AIM OF THE TASK ▸
Please quote the entries below word for word, from their beginning through the line that contains "164L302 165L288 148L243", and leave the pictures out of your answer.

*** Block opens ***

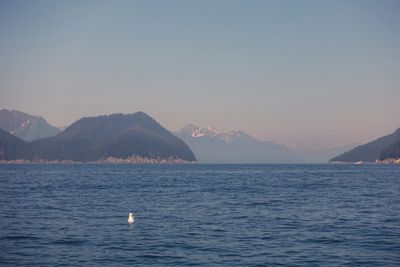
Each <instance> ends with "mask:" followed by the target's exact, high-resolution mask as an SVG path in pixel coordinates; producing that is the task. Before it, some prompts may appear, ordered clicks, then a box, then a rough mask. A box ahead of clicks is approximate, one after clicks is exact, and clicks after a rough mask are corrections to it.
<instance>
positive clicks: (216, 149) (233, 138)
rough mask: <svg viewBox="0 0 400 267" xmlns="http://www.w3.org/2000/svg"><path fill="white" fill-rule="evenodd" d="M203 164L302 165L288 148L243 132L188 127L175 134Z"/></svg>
mask: <svg viewBox="0 0 400 267" xmlns="http://www.w3.org/2000/svg"><path fill="white" fill-rule="evenodd" d="M175 135H176V136H178V137H179V138H181V139H182V140H183V141H185V142H186V143H187V144H188V145H189V147H190V148H191V149H192V151H193V152H194V154H195V155H196V158H197V159H198V160H199V161H200V162H204V163H292V162H302V160H301V159H300V158H299V157H298V156H297V155H296V153H295V152H293V151H292V150H290V149H289V148H287V147H285V146H282V145H278V144H275V143H272V142H263V141H259V140H256V139H254V138H253V137H251V136H250V135H248V134H246V133H244V132H242V131H238V130H236V131H230V132H220V131H218V130H217V129H215V128H212V127H209V126H207V127H198V126H195V125H192V124H189V125H187V126H185V127H183V128H182V129H181V130H180V131H178V132H176V133H175Z"/></svg>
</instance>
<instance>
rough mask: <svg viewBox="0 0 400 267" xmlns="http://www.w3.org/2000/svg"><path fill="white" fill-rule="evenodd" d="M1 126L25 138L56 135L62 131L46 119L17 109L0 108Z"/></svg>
mask: <svg viewBox="0 0 400 267" xmlns="http://www.w3.org/2000/svg"><path fill="white" fill-rule="evenodd" d="M0 128H1V129H3V130H5V131H7V132H9V133H11V134H13V135H15V136H17V137H19V138H21V139H23V140H25V141H32V140H36V139H40V138H46V137H49V136H54V135H56V134H58V133H59V132H60V130H59V129H57V128H56V127H54V126H51V125H50V124H49V123H48V122H47V121H46V120H45V119H43V118H42V117H39V116H32V115H29V114H26V113H23V112H20V111H16V110H7V109H2V110H0Z"/></svg>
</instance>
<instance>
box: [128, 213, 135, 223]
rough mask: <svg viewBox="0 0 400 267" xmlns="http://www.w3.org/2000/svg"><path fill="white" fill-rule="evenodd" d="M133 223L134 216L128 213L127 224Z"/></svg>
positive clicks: (133, 220)
mask: <svg viewBox="0 0 400 267" xmlns="http://www.w3.org/2000/svg"><path fill="white" fill-rule="evenodd" d="M134 222H135V216H134V215H133V213H132V212H130V213H129V217H128V223H134Z"/></svg>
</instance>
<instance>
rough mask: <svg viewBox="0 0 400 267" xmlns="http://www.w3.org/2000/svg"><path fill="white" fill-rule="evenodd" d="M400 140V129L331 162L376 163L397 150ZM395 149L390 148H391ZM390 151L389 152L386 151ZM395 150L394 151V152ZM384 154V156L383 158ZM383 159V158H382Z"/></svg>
mask: <svg viewBox="0 0 400 267" xmlns="http://www.w3.org/2000/svg"><path fill="white" fill-rule="evenodd" d="M399 140H400V128H399V129H397V130H396V131H395V132H394V133H392V134H389V135H386V136H383V137H380V138H378V139H376V140H374V141H372V142H370V143H367V144H364V145H361V146H357V147H355V148H353V149H352V150H350V151H348V152H345V153H343V154H342V155H340V156H337V157H335V158H333V159H331V160H330V161H331V162H358V161H364V162H375V161H376V160H379V159H384V157H385V156H386V155H387V153H388V154H390V153H392V152H393V151H395V149H396V147H395V146H396V145H395V143H396V142H398V141H399ZM392 145H393V146H394V147H393V148H390V147H391V146H392ZM386 149H388V151H387V150H386ZM392 149H393V150H392ZM381 154H382V156H381ZM382 157H383V158H382Z"/></svg>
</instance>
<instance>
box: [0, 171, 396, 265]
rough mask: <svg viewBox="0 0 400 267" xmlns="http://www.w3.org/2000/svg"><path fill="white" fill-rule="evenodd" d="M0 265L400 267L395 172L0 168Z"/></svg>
mask: <svg viewBox="0 0 400 267" xmlns="http://www.w3.org/2000/svg"><path fill="white" fill-rule="evenodd" d="M131 210H133V211H134V212H135V213H136V222H135V223H134V224H133V225H129V224H127V218H128V213H129V212H130V211H131ZM0 265H1V266H8V265H9V266H20V265H26V266H68V265H71V266H99V265H102V266H128V265H129V266H188V265H199V266H217V265H219V266H266V265H270V266H400V166H389V165H388V166H386V165H202V164H193V165H100V164H98V165H85V164H75V165H74V164H72V165H35V164H32V165H29V164H28V165H0Z"/></svg>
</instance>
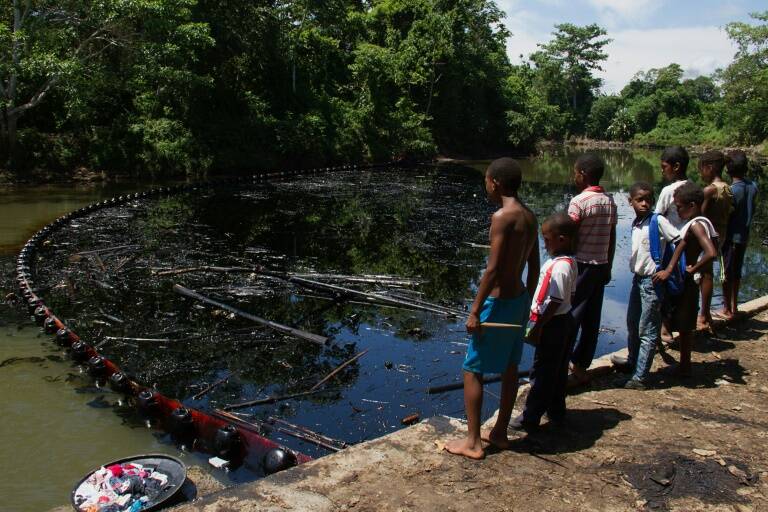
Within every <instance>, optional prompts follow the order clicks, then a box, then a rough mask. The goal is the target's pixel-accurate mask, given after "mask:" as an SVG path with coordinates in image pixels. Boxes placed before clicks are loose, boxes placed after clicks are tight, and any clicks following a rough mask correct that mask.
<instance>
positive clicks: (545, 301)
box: [531, 256, 579, 315]
mask: <svg viewBox="0 0 768 512" xmlns="http://www.w3.org/2000/svg"><path fill="white" fill-rule="evenodd" d="M568 258H570V260H571V263H570V264H568ZM550 267H551V268H552V275H551V277H550V279H549V286H548V287H547V288H546V289H545V290H544V291H543V292H542V290H541V288H542V285H543V284H544V276H545V275H546V274H547V271H548V270H549V268H550ZM578 275H579V267H578V266H577V264H576V258H574V257H573V256H557V257H555V258H550V259H548V260H547V261H546V263H544V265H542V266H541V272H540V273H539V284H537V285H536V292H535V293H534V294H533V300H532V301H531V312H532V313H535V314H536V315H541V314H542V313H544V311H545V310H546V309H547V306H548V305H549V303H550V302H552V299H555V300H557V301H558V302H560V307H558V308H557V311H555V315H563V314H565V313H567V312H569V311H570V310H571V299H572V297H573V294H574V293H576V277H577V276H578ZM541 297H544V298H543V301H541V304H539V300H538V299H539V298H541Z"/></svg>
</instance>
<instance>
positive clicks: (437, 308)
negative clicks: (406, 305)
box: [387, 292, 467, 316]
mask: <svg viewBox="0 0 768 512" xmlns="http://www.w3.org/2000/svg"><path fill="white" fill-rule="evenodd" d="M387 296H388V297H392V298H395V299H400V300H406V301H409V302H413V303H414V304H421V305H423V306H429V307H433V308H436V309H442V310H444V311H445V312H446V313H450V314H452V315H455V316H459V315H466V314H467V313H466V311H460V310H458V309H453V308H450V307H448V306H443V305H441V304H435V303H433V302H427V301H425V300H421V299H414V298H412V297H405V296H403V295H399V294H394V293H389V292H388V293H387Z"/></svg>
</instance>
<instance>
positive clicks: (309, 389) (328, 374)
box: [309, 349, 369, 391]
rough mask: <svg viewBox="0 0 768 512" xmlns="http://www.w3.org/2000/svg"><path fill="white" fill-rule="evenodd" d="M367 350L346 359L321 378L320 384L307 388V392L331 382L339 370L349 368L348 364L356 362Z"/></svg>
mask: <svg viewBox="0 0 768 512" xmlns="http://www.w3.org/2000/svg"><path fill="white" fill-rule="evenodd" d="M368 350H369V349H365V350H363V351H362V352H359V353H357V354H355V355H354V356H353V357H351V358H349V359H347V360H346V361H344V362H343V363H341V364H340V365H339V366H337V367H336V369H335V370H333V371H332V372H331V373H329V374H328V375H326V376H325V377H323V379H321V380H320V382H318V383H317V384H315V385H314V386H312V387H311V388H309V390H310V391H314V390H316V389H317V388H319V387H320V386H322V385H323V384H325V383H326V382H328V381H329V380H331V379H332V378H333V376H334V375H336V374H337V373H339V372H340V371H341V370H343V369H344V368H346V367H347V366H349V365H350V364H352V363H354V362H355V361H357V360H358V359H360V358H361V357H363V356H364V355H365V354H367V353H368Z"/></svg>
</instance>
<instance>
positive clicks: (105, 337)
mask: <svg viewBox="0 0 768 512" xmlns="http://www.w3.org/2000/svg"><path fill="white" fill-rule="evenodd" d="M104 340H105V341H106V340H110V341H152V342H155V343H170V342H171V341H174V340H172V339H170V338H125V337H120V336H104Z"/></svg>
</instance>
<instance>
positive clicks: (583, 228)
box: [568, 186, 618, 265]
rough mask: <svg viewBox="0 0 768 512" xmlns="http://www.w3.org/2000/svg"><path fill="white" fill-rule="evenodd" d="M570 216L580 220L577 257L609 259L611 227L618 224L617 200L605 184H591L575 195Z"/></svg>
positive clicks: (568, 205) (584, 261) (591, 263)
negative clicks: (605, 188)
mask: <svg viewBox="0 0 768 512" xmlns="http://www.w3.org/2000/svg"><path fill="white" fill-rule="evenodd" d="M568 216H569V217H570V218H572V219H573V220H574V221H576V222H578V223H579V243H578V246H577V247H576V261H578V262H579V263H589V264H590V265H603V264H605V263H608V249H609V247H610V243H611V228H612V227H613V226H615V225H616V222H617V221H618V217H617V214H616V203H615V202H614V201H613V197H612V196H609V195H608V194H606V193H605V190H604V189H603V187H600V186H593V187H587V188H585V189H584V191H583V192H582V193H581V194H579V195H577V196H576V197H574V198H573V199H571V203H570V204H569V205H568Z"/></svg>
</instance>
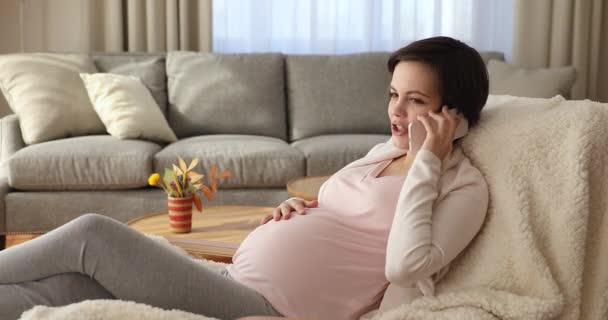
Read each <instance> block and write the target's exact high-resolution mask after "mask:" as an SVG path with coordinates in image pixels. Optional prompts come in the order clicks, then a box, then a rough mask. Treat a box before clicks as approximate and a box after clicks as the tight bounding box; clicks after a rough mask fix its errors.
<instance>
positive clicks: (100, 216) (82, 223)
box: [72, 213, 119, 233]
mask: <svg viewBox="0 0 608 320" xmlns="http://www.w3.org/2000/svg"><path fill="white" fill-rule="evenodd" d="M72 223H73V227H75V228H76V229H78V230H82V231H84V232H86V233H94V232H96V231H99V230H102V229H105V228H106V227H107V226H108V225H112V224H115V223H119V222H117V221H114V220H113V219H112V218H109V217H106V216H103V215H101V214H97V213H86V214H83V215H81V216H80V217H78V218H76V219H74V220H73V221H72Z"/></svg>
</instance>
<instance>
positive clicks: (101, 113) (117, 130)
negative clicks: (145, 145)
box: [80, 73, 177, 143]
mask: <svg viewBox="0 0 608 320" xmlns="http://www.w3.org/2000/svg"><path fill="white" fill-rule="evenodd" d="M80 77H81V78H82V82H83V83H84V85H85V87H86V88H87V93H88V94H89V98H90V99H91V102H92V103H93V107H94V108H95V111H96V112H97V114H98V115H99V118H101V121H102V122H103V124H104V125H105V126H106V129H107V130H108V132H109V133H110V134H111V135H112V136H113V137H116V138H118V139H143V140H150V141H156V142H161V143H163V142H175V141H177V137H175V134H174V133H173V130H171V128H169V124H168V123H167V119H165V117H164V116H163V113H162V112H161V111H160V109H159V108H158V105H157V104H156V102H155V101H154V98H153V97H152V95H151V94H150V91H149V90H148V89H146V87H145V85H144V84H143V83H142V82H141V80H140V79H139V78H137V77H134V76H124V75H120V74H112V73H95V74H87V73H81V74H80Z"/></svg>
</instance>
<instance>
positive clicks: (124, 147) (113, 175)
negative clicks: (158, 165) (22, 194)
mask: <svg viewBox="0 0 608 320" xmlns="http://www.w3.org/2000/svg"><path fill="white" fill-rule="evenodd" d="M160 149H161V147H160V146H158V145H157V144H154V143H152V142H147V141H138V140H119V139H117V138H114V137H112V136H86V137H75V138H68V139H61V140H55V141H49V142H45V143H41V144H35V145H31V146H28V147H25V148H23V149H21V150H19V151H17V152H16V153H15V154H14V155H13V156H12V157H11V158H10V159H9V162H8V171H9V183H10V185H11V187H13V188H16V189H21V190H109V189H128V188H137V187H144V186H146V185H147V182H148V176H149V175H150V174H151V173H152V157H153V155H154V154H155V153H156V152H158V151H159V150H160Z"/></svg>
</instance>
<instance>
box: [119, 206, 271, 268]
mask: <svg viewBox="0 0 608 320" xmlns="http://www.w3.org/2000/svg"><path fill="white" fill-rule="evenodd" d="M273 209H274V208H272V207H254V206H210V207H205V208H204V209H203V213H199V212H198V211H196V210H193V212H192V231H191V232H190V233H172V232H171V231H169V216H168V215H167V212H160V213H153V214H149V215H146V216H143V217H140V218H137V219H133V220H131V221H129V222H127V224H128V225H130V226H131V227H133V228H135V229H136V230H139V231H141V232H143V233H147V234H154V235H160V236H163V237H165V238H166V239H167V240H169V242H170V243H171V244H173V245H176V246H178V247H180V248H182V249H184V250H186V252H188V254H190V255H191V256H193V257H195V258H205V259H208V260H213V261H219V262H225V263H231V262H232V256H233V255H234V253H235V252H236V249H237V248H238V247H239V245H240V244H241V242H242V241H243V240H244V239H245V238H246V237H247V235H249V233H250V232H251V231H253V229H255V228H256V227H257V226H259V225H260V220H261V219H262V217H264V216H266V215H267V214H269V213H271V212H272V210H273Z"/></svg>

*** Block closes ***

YOUR RESPONSE ▸
Each <instance> ends with "mask:" followed by the target's exact, high-resolution mask as an SVG path in pixel coordinates; producing that is the task. Before it, some prompts may appear, ordered clicks, then a box, then a rough mask. A box ahead of clicks is approximate, one after clicks is exact, and clicks after a rough mask are corrections to it.
<instance>
positive clicks: (216, 149) (233, 138)
rough mask: <svg viewBox="0 0 400 267" xmlns="http://www.w3.org/2000/svg"><path fill="white" fill-rule="evenodd" d="M203 164L302 165L288 148L243 132L188 127L175 134Z"/></svg>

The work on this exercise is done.